##### Extracted entries

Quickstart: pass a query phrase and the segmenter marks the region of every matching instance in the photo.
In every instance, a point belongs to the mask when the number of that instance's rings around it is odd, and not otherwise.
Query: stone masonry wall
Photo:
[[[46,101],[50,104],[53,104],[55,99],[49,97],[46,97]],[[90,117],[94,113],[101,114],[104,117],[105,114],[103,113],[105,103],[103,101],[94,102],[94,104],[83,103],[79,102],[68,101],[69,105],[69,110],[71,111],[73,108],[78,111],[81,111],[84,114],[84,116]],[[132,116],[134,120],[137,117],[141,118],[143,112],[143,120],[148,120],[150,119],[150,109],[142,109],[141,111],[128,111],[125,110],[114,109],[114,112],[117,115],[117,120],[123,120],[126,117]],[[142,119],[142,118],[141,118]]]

##########

Every entry must be quoted exactly as it appears above.

Quickstart: pass a query phrase and the segmenter marks the region of every matching instance in the photo.
In every instance, a point belongs to the mask when the number of that instance's rings around it is odd, and not otherwise.
Query: stone masonry wall
Photo:
[[[46,101],[50,104],[53,104],[55,99],[49,97],[46,97]],[[90,117],[94,113],[101,114],[104,117],[105,114],[103,113],[105,103],[103,101],[94,102],[94,104],[83,103],[79,102],[68,101],[69,105],[69,110],[71,111],[73,108],[78,111],[81,111],[84,114],[84,116]],[[132,116],[134,120],[137,117],[141,118],[143,112],[143,120],[148,120],[150,119],[150,109],[142,109],[141,111],[128,111],[125,110],[114,109],[114,112],[117,115],[117,120],[123,120],[126,117]],[[142,119],[142,118],[141,118]]]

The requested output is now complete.